(Point annotation entries)
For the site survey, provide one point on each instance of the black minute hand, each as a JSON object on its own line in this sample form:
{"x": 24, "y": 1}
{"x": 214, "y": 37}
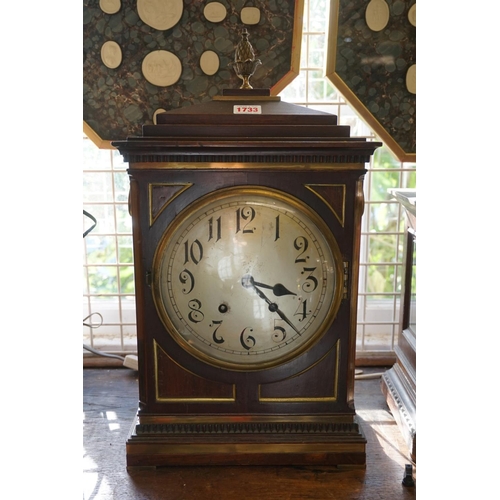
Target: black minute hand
{"x": 248, "y": 282}
{"x": 278, "y": 289}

* [Your instructions]: Print every line of the entries above verbatim, leaving out the pictures.

* [Task answer]:
For the site survey, provide one point on each instance of the black minute hand, each as a JSON object on its own line in this sample form:
{"x": 24, "y": 1}
{"x": 214, "y": 37}
Target: black minute hand
{"x": 248, "y": 282}
{"x": 278, "y": 289}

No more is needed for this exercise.